● **Document extract**
Wednesday, August 20, 2008

Building Community by Sharing Achievement

One of the best ways to build a sense of community around the causes we care about or represent is to share the achievements of one with the many who helped make them possible. Let me illustrate what I mean.

Let's say you work for an educational institution and one of your students wins a prestigious award. Rather than merely announcing that achievement, go to the student who has won it and ask him or her if there were others who helped contribute to their success. That student might cite a faculty member, adviser, member of the clergy, scout leader, parent, friend, sibling, or loved one. Take that list of names and ask the president of your institution to write a letter something like this:

"Dear Professor Smith,

Susan Jones, a former student of yours, has recently been selected to receive one of the most prized and prestigious awards for scholastic and athletic achievement, the Rhodes Scholarship. When asked who had helped her toward this remarkable achievement, she cited you.

Thank you for giving of yourself to make such a significant difference in the life of this talented and dedicated student. While we are very proud of Susan's singular achievements, we believe it is also important to celebrate her success with all those who helped make it possible.

Yours Truly,

Eminence Gris
Alma Mater University"

Imagine how you might feel if you were, say, an advanced placement high school English teacher who might be feeling somewhat unappreciated and underpaid when, out of the clear blue, a letter like this lands on your desk. Wouldn't you be deeply affected? Wouldn't you feel great gratitude toward Susan and the university president who took the time to write you (and, perhaps, copied your principal)? You might want to frame the letter and display it in a prominent place. You might find yourself thinking about the university that sent it in a far more appreciative way. You might be inclined to tell other promising young people that they should consider going there.

And, if you are at Alma Mater U, you may want to invite those cited by the student winners to the campus event where the award is formally announced. Over time, you may want to cross-reference the attribution lists of all student award winners to see if certain names come up over and over. If so, you may want to explore ways of singling out those influential mentors for awards that speak to the impact they have had on many students. You may want to put those mentors on your VIP invitation list so that they feel that they are valued members of your community.

Can you use this approach at other organizations? Well, what about a medical center? What if you asked doctors to nominate patients who had demonstrated remarkable bravery and fortitude on the path to recovery? You could then approach these current or former patients to let them know that your medical center would like to hold them up as an example to others who may be struggling to overcome disease or injury. You could ask these heroic patients to list those who had been particularly helpful on their road to recovery. They might list doctors, nurses, spouses, members of the clergy, loved ones or others. You could then have your CEO write a letter with the similar theme to the one above to the supporters of the heroic patients. You could stage wonderful events where both the patients and their inner circle of support were celebrated. In so doing, you could highlight the human side of your medical center and discover over time the "difference makers" within and without.

Can you see how this approach can make a significant difference? For the cost of a few letters you give something of great meaning and make people feel more a part of the larger purposes of your organization.

If we are an organization that seeks the benevolence of others, should we not manifest what we seek? Is it not true -- from an ethical or practical perspective -- that the more we give, the more we will receive?

● **Records provided**
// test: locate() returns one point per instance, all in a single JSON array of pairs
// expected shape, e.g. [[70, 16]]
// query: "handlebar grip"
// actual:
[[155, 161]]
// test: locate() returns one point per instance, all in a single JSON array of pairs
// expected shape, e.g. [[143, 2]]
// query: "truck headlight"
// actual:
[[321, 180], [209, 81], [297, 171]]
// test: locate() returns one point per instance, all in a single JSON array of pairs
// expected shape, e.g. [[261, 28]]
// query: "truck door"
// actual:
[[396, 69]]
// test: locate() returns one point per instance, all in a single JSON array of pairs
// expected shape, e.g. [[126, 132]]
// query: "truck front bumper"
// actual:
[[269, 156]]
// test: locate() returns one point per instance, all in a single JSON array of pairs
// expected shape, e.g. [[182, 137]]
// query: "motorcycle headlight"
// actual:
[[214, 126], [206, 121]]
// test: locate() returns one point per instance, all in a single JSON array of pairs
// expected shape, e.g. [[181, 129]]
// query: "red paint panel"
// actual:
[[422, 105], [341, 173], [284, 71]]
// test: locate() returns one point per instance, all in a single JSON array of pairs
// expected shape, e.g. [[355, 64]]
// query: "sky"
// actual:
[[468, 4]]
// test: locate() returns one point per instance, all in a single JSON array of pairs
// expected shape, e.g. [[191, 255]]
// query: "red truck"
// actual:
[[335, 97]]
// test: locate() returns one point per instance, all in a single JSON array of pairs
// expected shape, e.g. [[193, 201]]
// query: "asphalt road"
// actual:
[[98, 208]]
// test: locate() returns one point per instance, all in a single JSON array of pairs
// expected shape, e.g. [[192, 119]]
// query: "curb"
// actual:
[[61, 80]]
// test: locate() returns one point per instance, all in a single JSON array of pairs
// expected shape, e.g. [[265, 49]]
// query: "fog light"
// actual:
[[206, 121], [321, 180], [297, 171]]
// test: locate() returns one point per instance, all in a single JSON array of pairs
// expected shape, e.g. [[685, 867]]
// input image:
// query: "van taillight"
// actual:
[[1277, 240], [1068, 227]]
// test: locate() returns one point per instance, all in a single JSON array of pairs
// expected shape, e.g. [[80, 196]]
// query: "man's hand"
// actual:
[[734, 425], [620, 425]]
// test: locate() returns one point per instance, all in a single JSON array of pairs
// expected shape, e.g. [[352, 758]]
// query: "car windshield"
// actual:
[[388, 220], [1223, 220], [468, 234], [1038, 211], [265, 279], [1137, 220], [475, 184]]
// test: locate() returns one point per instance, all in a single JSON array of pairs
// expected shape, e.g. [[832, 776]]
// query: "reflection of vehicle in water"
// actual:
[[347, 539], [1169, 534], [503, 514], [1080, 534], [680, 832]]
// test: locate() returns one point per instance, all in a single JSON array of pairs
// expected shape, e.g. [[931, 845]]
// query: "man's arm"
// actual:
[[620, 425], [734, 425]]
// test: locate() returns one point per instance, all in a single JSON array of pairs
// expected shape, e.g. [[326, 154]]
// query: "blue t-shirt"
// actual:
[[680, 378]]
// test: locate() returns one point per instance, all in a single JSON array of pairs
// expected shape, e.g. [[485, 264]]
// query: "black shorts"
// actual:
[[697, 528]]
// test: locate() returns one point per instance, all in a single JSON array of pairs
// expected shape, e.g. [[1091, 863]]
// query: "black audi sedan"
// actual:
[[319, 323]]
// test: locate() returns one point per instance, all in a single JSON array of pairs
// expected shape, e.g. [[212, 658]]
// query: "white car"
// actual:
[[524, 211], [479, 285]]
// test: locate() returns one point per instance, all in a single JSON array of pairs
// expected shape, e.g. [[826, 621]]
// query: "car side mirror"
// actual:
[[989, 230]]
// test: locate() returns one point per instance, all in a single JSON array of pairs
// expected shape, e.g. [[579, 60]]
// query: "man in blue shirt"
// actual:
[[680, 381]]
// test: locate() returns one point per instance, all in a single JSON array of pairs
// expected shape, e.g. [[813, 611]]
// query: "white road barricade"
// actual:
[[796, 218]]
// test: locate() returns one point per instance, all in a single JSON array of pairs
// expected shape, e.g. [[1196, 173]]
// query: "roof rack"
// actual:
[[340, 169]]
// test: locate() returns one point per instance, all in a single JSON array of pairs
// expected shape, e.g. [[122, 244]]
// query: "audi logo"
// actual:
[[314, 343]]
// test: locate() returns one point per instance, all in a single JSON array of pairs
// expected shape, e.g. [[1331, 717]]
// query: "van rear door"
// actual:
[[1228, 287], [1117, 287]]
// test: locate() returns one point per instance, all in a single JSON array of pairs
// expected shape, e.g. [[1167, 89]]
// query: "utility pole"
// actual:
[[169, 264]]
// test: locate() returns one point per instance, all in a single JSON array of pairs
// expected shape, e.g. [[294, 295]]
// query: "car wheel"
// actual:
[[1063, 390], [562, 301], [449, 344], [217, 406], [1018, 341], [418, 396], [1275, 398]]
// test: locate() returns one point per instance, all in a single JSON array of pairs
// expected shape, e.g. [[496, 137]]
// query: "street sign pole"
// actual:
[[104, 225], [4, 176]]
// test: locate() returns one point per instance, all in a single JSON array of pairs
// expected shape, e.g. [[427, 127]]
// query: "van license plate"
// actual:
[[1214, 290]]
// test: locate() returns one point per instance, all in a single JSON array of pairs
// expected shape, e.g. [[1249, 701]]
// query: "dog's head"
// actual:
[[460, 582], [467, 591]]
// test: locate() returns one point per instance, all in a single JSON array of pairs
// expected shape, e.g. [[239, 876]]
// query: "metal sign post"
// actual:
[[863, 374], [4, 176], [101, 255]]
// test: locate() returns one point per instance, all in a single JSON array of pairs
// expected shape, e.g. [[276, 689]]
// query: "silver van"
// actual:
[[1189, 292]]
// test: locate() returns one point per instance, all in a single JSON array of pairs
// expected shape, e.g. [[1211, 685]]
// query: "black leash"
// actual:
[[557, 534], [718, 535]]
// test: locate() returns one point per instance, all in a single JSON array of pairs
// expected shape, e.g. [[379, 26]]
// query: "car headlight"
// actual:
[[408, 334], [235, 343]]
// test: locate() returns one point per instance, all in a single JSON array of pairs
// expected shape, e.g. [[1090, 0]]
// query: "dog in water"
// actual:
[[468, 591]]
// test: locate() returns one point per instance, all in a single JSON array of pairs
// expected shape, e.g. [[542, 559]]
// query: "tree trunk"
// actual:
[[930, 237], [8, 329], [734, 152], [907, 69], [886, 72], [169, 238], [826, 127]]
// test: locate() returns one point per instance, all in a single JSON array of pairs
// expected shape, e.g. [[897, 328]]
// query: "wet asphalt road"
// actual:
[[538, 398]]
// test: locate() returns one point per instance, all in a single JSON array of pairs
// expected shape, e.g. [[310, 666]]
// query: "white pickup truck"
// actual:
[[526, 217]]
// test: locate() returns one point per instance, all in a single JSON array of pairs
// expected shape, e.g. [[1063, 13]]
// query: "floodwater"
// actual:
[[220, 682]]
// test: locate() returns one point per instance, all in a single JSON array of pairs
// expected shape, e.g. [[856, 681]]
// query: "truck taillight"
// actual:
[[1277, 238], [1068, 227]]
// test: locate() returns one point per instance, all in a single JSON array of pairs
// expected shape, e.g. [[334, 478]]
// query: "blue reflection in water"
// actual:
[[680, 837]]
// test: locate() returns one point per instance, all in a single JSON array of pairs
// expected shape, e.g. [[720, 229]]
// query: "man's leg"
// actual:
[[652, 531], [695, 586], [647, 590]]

● **Exercises to complete**
(1) In the post about sharing achievement, what award has Susan Jones been selected to receive?
(2) List every kind of person the post about sharing achievement says a student might cite as having helped toward an award.
(3) Please set down the part of the post about sharing achievement that opens with the words containing "And, if you" and closes with "of your community.".
The records are separate from the post about sharing achievement.

● **Response list**
(1) The Rhodes Scholarship.

(2) faculty member, adviser, member of the clergy, scout leader, parent, friend, sibling, loved one

(3)
And, if you are at Alma Mater U, you may want to invite those cited by the student winners to the campus event where the award is formally announced. Over time, you may want to cross-reference the attribution lists of all student award winners to see if certain names come up over and over. If so, you may want to explore ways of singling out those influential mentors for awards that speak to the impact they have had on many students. You may want to put those mentors on your VIP invitation list so that they feel that they are valued members of your community.